(ABOUT THIS EXERCISE)
Transcribe, with complete accuracy, all of the entries below except for the pictures.

*** INPUT DATA Section Begins ***

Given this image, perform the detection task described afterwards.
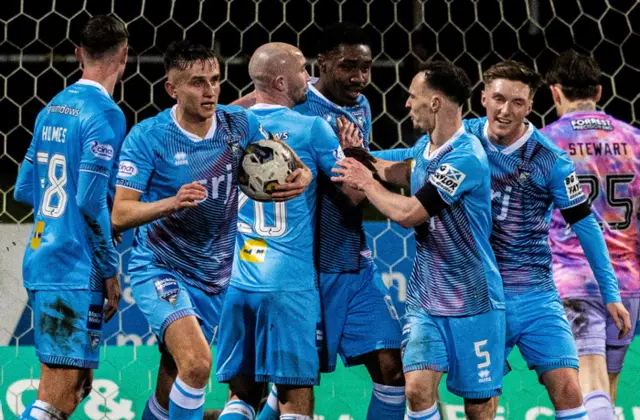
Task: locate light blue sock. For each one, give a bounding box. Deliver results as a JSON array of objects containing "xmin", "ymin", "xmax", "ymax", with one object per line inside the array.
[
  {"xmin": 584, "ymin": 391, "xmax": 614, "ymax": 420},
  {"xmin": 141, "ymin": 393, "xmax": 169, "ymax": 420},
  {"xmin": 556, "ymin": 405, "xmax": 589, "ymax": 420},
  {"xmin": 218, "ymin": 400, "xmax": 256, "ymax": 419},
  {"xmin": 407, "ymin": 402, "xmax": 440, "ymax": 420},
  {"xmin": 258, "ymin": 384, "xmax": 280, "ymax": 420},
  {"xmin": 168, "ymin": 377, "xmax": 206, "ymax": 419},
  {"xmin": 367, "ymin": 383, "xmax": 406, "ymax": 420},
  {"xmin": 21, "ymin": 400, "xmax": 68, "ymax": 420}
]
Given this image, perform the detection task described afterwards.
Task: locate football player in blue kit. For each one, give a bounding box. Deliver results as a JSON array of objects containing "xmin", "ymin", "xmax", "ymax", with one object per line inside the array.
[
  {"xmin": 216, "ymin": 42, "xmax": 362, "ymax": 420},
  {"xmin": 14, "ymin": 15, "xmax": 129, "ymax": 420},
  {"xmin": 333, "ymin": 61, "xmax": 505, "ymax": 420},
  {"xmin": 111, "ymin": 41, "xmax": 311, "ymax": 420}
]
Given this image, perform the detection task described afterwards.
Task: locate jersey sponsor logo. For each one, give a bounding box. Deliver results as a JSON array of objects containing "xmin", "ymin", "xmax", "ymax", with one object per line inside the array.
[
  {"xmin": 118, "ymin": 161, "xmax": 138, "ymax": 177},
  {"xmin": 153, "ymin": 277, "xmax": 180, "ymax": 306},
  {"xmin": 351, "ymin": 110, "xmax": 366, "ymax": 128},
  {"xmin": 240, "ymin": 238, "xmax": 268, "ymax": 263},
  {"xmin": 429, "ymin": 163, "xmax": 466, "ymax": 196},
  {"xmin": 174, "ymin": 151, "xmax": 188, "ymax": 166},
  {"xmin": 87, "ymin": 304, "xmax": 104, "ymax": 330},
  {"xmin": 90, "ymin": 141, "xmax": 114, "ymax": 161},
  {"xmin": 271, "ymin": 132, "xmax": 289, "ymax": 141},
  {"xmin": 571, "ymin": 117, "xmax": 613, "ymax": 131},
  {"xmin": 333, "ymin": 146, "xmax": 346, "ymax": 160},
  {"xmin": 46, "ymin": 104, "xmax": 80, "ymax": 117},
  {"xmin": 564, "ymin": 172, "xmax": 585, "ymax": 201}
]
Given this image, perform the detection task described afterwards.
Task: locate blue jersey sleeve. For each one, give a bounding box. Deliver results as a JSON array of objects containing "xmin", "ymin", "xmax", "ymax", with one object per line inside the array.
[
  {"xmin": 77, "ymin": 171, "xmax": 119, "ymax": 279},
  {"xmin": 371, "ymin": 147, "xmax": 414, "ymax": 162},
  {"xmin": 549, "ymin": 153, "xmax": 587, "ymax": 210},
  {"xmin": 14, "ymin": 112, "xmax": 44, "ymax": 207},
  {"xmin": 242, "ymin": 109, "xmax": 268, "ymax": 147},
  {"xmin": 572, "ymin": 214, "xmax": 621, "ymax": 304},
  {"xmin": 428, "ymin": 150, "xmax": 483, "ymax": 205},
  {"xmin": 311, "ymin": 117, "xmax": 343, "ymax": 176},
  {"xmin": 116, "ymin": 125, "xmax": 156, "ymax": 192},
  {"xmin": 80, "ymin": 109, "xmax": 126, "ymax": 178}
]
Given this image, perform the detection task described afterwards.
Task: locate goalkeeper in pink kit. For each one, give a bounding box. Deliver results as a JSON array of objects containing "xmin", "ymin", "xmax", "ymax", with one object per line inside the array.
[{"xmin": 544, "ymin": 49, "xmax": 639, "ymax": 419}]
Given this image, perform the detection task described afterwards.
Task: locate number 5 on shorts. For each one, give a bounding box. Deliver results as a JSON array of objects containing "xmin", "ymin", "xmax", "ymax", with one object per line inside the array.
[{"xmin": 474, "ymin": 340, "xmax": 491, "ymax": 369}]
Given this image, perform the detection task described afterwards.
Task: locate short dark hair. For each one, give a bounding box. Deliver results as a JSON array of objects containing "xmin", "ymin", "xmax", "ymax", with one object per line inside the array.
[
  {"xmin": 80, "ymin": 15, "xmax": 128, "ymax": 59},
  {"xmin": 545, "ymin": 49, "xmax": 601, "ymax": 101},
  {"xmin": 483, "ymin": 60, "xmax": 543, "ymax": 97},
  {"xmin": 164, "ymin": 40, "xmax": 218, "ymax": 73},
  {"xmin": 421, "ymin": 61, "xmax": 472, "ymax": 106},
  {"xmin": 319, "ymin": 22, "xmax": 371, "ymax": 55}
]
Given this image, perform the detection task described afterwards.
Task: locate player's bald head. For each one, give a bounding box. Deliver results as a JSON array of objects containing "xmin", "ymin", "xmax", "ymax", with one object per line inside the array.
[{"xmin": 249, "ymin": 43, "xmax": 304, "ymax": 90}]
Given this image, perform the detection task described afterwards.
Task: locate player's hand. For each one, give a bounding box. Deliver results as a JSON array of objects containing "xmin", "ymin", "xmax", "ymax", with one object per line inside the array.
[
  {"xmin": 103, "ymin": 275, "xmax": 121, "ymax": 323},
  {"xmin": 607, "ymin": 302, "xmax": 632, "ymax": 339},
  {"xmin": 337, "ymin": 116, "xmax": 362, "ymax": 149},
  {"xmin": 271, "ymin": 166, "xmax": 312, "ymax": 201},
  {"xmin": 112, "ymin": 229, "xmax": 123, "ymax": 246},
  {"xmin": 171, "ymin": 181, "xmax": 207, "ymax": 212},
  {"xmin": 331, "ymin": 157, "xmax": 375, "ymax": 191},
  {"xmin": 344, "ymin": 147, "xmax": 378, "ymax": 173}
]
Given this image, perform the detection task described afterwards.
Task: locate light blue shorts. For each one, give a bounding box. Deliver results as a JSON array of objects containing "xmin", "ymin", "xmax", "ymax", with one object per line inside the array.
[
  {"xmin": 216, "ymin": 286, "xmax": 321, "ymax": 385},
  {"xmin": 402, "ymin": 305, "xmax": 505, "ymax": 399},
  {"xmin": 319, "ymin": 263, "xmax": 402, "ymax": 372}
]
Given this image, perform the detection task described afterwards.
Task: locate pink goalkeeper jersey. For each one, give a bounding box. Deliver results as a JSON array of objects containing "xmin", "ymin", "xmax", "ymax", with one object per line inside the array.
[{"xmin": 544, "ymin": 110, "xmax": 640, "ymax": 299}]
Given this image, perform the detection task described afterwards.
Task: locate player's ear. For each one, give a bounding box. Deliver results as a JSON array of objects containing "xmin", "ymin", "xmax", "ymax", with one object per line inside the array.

*** INPUT DATA Section Ends ***

(YOUR SOLUTION)
Given this image, perform the detection task described afterwards.
Task: locate light blue sock. For each one, give a bounding box. Deliver results as a JSON array of objects containing "xmin", "ymin", "xmax", "ymax", with one object per line inside the array.
[
  {"xmin": 584, "ymin": 391, "xmax": 614, "ymax": 420},
  {"xmin": 141, "ymin": 393, "xmax": 169, "ymax": 420},
  {"xmin": 556, "ymin": 405, "xmax": 589, "ymax": 420},
  {"xmin": 218, "ymin": 400, "xmax": 256, "ymax": 419},
  {"xmin": 407, "ymin": 402, "xmax": 440, "ymax": 420},
  {"xmin": 258, "ymin": 384, "xmax": 280, "ymax": 420},
  {"xmin": 168, "ymin": 377, "xmax": 206, "ymax": 419},
  {"xmin": 367, "ymin": 383, "xmax": 406, "ymax": 420},
  {"xmin": 21, "ymin": 400, "xmax": 68, "ymax": 420}
]
Given this image, perform the detection task described afterwards.
Task: locate football player in blue kit. For each one, give a bounding box. Deliver results as a JSON array of objects containing "xmin", "ymin", "xmax", "ymax", with one object per line inside the array.
[
  {"xmin": 216, "ymin": 42, "xmax": 362, "ymax": 420},
  {"xmin": 14, "ymin": 15, "xmax": 129, "ymax": 420},
  {"xmin": 333, "ymin": 61, "xmax": 505, "ymax": 420},
  {"xmin": 111, "ymin": 41, "xmax": 311, "ymax": 420}
]
Given this image, perform the detection task described afterwards.
Task: locate jersey sponsor logo. For each one, give a bounding box. Deliver results as a JSON array of objects containing "xmin", "ymin", "xmax", "ymax", with one object per line inside the array.
[
  {"xmin": 118, "ymin": 161, "xmax": 138, "ymax": 177},
  {"xmin": 153, "ymin": 277, "xmax": 180, "ymax": 306},
  {"xmin": 351, "ymin": 110, "xmax": 366, "ymax": 128},
  {"xmin": 240, "ymin": 238, "xmax": 268, "ymax": 263},
  {"xmin": 429, "ymin": 163, "xmax": 466, "ymax": 196},
  {"xmin": 174, "ymin": 151, "xmax": 188, "ymax": 166},
  {"xmin": 87, "ymin": 304, "xmax": 104, "ymax": 330},
  {"xmin": 90, "ymin": 141, "xmax": 114, "ymax": 161},
  {"xmin": 271, "ymin": 132, "xmax": 289, "ymax": 141},
  {"xmin": 571, "ymin": 117, "xmax": 613, "ymax": 131},
  {"xmin": 333, "ymin": 146, "xmax": 346, "ymax": 160},
  {"xmin": 46, "ymin": 104, "xmax": 80, "ymax": 117},
  {"xmin": 564, "ymin": 172, "xmax": 585, "ymax": 201}
]
Given this image, perform the detection task described afterwards.
Task: locate blue jersey sleeve. For each one, give a bounding box. Deliver results as a JSON array of objects containing "xmin", "ymin", "xmax", "ymax", with one object per line inside the array.
[
  {"xmin": 77, "ymin": 171, "xmax": 119, "ymax": 279},
  {"xmin": 371, "ymin": 147, "xmax": 414, "ymax": 162},
  {"xmin": 549, "ymin": 153, "xmax": 587, "ymax": 210},
  {"xmin": 14, "ymin": 112, "xmax": 44, "ymax": 207},
  {"xmin": 242, "ymin": 109, "xmax": 268, "ymax": 147},
  {"xmin": 572, "ymin": 214, "xmax": 621, "ymax": 304},
  {"xmin": 428, "ymin": 150, "xmax": 483, "ymax": 205},
  {"xmin": 311, "ymin": 117, "xmax": 343, "ymax": 176},
  {"xmin": 116, "ymin": 125, "xmax": 156, "ymax": 192},
  {"xmin": 80, "ymin": 109, "xmax": 126, "ymax": 178}
]
Given this image, perform the detection task described afterwards.
Task: locate goalkeeper in pink kit. For each one, give a bounding box. Deliver results as a JSON array of objects containing "xmin", "ymin", "xmax", "ymax", with one object per line inside the array.
[{"xmin": 544, "ymin": 49, "xmax": 639, "ymax": 419}]
Given this image, perform the detection task described afterwards.
Task: locate number 5 on shorts. For each one, give a bounding box. Deliver results as a JSON array of objects containing "xmin", "ymin", "xmax", "ymax", with one object per line inside the array.
[{"xmin": 474, "ymin": 340, "xmax": 491, "ymax": 369}]
Given this image, perform the detection task described afterwards.
Task: locate short dark hair. For each one, give a bounding box. Deliver results as a JSON array of objects containing "xmin", "ymin", "xmax", "ymax", with one object per line inside the array.
[
  {"xmin": 80, "ymin": 15, "xmax": 128, "ymax": 59},
  {"xmin": 545, "ymin": 49, "xmax": 601, "ymax": 101},
  {"xmin": 483, "ymin": 60, "xmax": 543, "ymax": 97},
  {"xmin": 164, "ymin": 40, "xmax": 218, "ymax": 73},
  {"xmin": 421, "ymin": 61, "xmax": 472, "ymax": 106},
  {"xmin": 319, "ymin": 22, "xmax": 371, "ymax": 55}
]
Given this image, perform the detection task described afterwards.
Task: locate player's bald head. For each one, give a bounding box. Deliver results as a JSON array of objects containing "xmin", "ymin", "xmax", "ymax", with one object per line inside the array.
[{"xmin": 249, "ymin": 43, "xmax": 304, "ymax": 90}]
Given this image, perform the detection task described afterwards.
Task: locate player's hand. For each one, give a bounding box. Deliver results as a JSON array of objects containing "xmin", "ymin", "xmax", "ymax", with one object per line inside the array.
[
  {"xmin": 103, "ymin": 275, "xmax": 121, "ymax": 323},
  {"xmin": 607, "ymin": 302, "xmax": 632, "ymax": 339},
  {"xmin": 337, "ymin": 116, "xmax": 362, "ymax": 149},
  {"xmin": 271, "ymin": 166, "xmax": 312, "ymax": 201},
  {"xmin": 112, "ymin": 229, "xmax": 123, "ymax": 246},
  {"xmin": 171, "ymin": 181, "xmax": 207, "ymax": 212},
  {"xmin": 331, "ymin": 157, "xmax": 375, "ymax": 191},
  {"xmin": 344, "ymin": 147, "xmax": 378, "ymax": 173}
]
Given this image, perform the detection task described afterwards.
Task: locate light blue shorts. For each one, give a bounding box. Deliver results as a JSON array of objects containing "xmin", "ymin", "xmax", "ymax", with one object per line inside the array.
[
  {"xmin": 216, "ymin": 286, "xmax": 321, "ymax": 385},
  {"xmin": 402, "ymin": 305, "xmax": 505, "ymax": 399},
  {"xmin": 319, "ymin": 263, "xmax": 402, "ymax": 372}
]
Given this image, perform the detection task described afterwards.
Task: locate pink goalkeeper jersey. For each one, give a bounding box. Deliver results as a JSON array of objects containing "xmin", "ymin", "xmax", "ymax", with one object per line inside the array.
[{"xmin": 544, "ymin": 110, "xmax": 640, "ymax": 299}]
Given this image, perform the detection task described afterwards.
Task: locate player's ear. For each one, give a bounding box. Deliver results as a JSON array of objects containing "xmin", "ymin", "xmax", "ymax", with one object per line inside the array.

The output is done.